### TO DO:
Reproduce everything from the start of the items below down to the line containing "[[200, 48], [125, 42]]", without changing a character and without including the pictures.

##### PROVIDED RECORDS #####

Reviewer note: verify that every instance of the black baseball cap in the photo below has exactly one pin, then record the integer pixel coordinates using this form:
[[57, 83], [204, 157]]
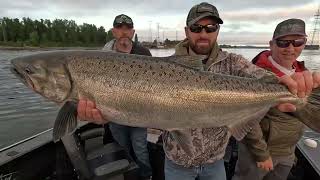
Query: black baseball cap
[[122, 19]]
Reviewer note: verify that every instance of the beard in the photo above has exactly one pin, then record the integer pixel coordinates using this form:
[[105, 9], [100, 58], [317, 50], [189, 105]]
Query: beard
[[200, 48], [125, 42]]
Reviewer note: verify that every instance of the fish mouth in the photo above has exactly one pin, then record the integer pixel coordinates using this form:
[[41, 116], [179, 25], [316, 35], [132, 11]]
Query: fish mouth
[[26, 80]]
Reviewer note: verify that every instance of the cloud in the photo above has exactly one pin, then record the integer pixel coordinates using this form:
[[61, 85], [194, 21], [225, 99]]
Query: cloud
[[240, 17]]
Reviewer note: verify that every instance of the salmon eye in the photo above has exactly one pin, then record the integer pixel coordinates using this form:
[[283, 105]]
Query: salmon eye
[[28, 70]]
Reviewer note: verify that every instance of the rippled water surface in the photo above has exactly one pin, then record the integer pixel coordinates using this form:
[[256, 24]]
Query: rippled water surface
[[24, 113]]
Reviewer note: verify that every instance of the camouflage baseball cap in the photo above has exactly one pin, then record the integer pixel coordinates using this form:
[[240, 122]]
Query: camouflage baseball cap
[[202, 10], [122, 19], [290, 27]]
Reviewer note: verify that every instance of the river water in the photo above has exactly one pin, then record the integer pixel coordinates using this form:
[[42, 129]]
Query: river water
[[24, 113]]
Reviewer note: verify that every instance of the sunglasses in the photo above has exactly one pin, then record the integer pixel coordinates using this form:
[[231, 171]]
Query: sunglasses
[[209, 28], [286, 43]]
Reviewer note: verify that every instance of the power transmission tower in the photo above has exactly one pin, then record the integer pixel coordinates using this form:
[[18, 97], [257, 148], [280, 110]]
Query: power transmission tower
[[4, 33], [158, 37], [150, 31]]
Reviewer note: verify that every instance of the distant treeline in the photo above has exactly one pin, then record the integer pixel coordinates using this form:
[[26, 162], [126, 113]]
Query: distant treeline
[[58, 33]]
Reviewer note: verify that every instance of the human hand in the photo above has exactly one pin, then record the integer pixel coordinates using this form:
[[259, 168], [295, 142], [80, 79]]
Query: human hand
[[266, 165], [87, 111], [316, 79], [300, 84]]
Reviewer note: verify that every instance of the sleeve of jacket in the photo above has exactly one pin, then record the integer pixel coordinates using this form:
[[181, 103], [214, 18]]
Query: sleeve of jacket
[[256, 144]]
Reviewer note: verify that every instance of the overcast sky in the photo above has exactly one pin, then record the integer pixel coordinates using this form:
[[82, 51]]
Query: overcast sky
[[245, 21]]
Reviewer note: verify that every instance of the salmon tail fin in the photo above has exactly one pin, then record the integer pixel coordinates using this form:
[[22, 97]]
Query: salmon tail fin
[[66, 121], [310, 113]]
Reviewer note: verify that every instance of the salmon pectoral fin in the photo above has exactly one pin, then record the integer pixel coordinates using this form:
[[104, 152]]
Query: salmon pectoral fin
[[66, 121], [240, 130], [309, 114]]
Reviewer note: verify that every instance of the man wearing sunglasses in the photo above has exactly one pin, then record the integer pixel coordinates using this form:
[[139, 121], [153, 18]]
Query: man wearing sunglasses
[[132, 138], [198, 153], [267, 152]]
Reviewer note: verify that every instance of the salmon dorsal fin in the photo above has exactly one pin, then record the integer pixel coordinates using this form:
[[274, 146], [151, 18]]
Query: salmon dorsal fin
[[66, 121], [194, 62]]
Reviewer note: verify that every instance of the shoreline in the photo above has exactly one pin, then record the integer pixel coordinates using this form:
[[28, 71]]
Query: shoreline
[[30, 48]]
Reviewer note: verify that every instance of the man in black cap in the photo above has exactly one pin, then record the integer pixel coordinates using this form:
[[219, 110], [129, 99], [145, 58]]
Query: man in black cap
[[123, 33], [132, 138], [267, 152], [197, 153]]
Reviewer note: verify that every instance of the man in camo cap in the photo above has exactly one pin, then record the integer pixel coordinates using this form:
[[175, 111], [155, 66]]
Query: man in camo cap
[[267, 152]]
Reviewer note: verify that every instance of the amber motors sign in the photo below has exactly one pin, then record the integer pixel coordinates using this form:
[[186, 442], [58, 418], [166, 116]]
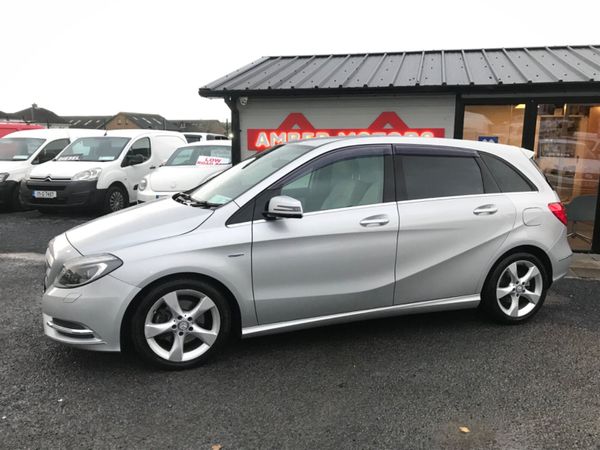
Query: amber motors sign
[[296, 126]]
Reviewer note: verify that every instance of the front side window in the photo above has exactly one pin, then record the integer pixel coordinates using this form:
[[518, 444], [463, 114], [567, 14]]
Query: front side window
[[344, 183], [440, 176], [18, 149], [201, 155], [101, 148], [238, 179], [508, 179]]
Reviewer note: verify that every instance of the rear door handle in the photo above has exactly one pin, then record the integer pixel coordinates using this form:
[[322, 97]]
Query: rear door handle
[[375, 221], [485, 210]]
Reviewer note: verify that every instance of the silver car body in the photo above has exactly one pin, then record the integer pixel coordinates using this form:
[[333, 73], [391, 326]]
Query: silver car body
[[421, 255]]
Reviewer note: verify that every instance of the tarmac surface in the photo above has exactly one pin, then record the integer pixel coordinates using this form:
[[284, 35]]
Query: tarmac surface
[[407, 382]]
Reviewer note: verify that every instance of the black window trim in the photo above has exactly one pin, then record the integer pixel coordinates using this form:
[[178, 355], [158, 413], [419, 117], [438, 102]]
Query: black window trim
[[389, 196], [490, 185]]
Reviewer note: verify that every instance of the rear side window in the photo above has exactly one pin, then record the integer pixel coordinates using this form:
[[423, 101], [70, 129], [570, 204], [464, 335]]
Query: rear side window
[[508, 179], [440, 176]]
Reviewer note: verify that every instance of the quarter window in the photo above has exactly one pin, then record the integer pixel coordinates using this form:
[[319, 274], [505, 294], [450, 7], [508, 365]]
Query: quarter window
[[508, 179], [440, 176], [340, 184], [141, 147]]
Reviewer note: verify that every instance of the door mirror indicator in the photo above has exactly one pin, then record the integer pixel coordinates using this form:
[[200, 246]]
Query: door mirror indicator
[[282, 207]]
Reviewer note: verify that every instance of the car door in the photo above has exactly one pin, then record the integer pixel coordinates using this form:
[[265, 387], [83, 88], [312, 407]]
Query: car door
[[135, 172], [339, 257], [453, 219]]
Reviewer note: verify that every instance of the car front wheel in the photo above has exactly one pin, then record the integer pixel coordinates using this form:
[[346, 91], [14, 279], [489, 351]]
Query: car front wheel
[[516, 288], [181, 324]]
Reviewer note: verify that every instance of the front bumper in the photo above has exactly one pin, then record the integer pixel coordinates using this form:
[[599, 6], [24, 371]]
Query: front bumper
[[69, 194], [6, 190], [88, 317], [148, 195]]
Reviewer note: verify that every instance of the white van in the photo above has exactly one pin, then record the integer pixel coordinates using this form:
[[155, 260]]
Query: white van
[[101, 172], [22, 150]]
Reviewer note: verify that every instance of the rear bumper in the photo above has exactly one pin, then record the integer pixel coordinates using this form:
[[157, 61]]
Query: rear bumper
[[69, 194], [6, 190]]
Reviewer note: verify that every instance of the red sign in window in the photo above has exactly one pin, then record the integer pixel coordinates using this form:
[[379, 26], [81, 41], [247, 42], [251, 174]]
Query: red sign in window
[[296, 126]]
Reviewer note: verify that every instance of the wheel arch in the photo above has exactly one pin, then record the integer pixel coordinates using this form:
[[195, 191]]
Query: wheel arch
[[534, 250], [125, 338]]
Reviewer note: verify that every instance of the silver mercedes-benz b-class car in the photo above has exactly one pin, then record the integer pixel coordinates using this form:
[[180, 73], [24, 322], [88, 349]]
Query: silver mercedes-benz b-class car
[[307, 234]]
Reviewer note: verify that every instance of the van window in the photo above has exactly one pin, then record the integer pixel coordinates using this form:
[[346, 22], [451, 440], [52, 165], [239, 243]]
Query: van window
[[51, 150], [141, 147], [508, 179], [440, 176]]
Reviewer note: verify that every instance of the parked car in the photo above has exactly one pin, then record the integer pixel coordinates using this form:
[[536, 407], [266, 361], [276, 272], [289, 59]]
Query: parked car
[[22, 150], [101, 172], [201, 137], [311, 233], [188, 167], [11, 127]]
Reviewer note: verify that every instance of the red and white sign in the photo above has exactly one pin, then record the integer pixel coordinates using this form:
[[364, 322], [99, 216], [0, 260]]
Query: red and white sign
[[296, 126]]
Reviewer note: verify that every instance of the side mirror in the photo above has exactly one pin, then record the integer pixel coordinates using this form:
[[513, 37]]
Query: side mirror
[[132, 160], [282, 207]]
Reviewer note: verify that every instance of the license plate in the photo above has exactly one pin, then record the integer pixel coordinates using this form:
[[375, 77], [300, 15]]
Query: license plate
[[44, 194]]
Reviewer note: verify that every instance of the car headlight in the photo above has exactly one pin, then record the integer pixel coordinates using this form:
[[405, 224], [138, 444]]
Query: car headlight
[[84, 270], [88, 175]]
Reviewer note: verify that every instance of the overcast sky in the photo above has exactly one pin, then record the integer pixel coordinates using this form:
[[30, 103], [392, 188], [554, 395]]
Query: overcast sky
[[152, 56]]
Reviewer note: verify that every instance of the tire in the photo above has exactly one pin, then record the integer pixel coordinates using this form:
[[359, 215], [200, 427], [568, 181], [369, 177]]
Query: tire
[[511, 299], [116, 199], [180, 339]]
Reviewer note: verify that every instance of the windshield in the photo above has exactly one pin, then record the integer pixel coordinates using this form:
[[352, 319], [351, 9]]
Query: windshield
[[18, 149], [201, 155], [237, 180], [101, 148]]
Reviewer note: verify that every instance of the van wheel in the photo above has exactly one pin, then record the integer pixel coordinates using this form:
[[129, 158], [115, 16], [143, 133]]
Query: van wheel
[[181, 324], [515, 289], [116, 199]]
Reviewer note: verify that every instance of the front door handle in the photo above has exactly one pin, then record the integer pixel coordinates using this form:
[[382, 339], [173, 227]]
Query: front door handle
[[375, 221], [485, 210]]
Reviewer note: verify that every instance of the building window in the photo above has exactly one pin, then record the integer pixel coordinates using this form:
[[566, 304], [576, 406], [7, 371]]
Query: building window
[[567, 150], [494, 123]]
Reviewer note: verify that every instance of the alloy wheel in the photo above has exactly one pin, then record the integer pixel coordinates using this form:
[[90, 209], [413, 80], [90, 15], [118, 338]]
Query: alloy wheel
[[519, 288], [182, 325]]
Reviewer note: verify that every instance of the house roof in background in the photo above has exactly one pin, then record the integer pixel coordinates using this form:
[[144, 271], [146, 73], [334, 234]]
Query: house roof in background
[[416, 69]]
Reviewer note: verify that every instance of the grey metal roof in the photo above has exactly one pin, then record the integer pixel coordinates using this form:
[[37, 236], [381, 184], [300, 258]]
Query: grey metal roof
[[425, 69]]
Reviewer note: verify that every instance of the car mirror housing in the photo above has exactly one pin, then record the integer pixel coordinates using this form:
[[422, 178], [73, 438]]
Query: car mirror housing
[[284, 207]]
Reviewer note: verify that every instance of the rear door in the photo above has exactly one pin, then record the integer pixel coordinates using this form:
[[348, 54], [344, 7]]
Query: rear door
[[453, 219], [340, 256]]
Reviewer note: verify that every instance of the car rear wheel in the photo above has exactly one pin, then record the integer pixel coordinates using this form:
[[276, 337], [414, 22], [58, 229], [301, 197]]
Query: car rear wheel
[[181, 324], [516, 288]]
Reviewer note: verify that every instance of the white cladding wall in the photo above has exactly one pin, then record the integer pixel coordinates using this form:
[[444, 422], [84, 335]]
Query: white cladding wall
[[356, 111]]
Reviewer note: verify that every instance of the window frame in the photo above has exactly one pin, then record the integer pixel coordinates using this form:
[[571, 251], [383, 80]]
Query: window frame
[[254, 209], [489, 184]]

#####

### EXERCISE SOLUTION:
Reviewer note: verify that every instance of the black baseball cap in the photo below has exactly one pin, then record the integer pixel coordinates using this form:
[[57, 83], [204, 157]]
Query: black baseball cap
[[122, 19]]
Reviewer note: verify that every instance of the beard in the photo above has exactly one pin, then record the integer pixel coordinates using this form:
[[105, 9], [100, 58], [317, 50], [189, 105]]
Query: beard
[[200, 48], [125, 42]]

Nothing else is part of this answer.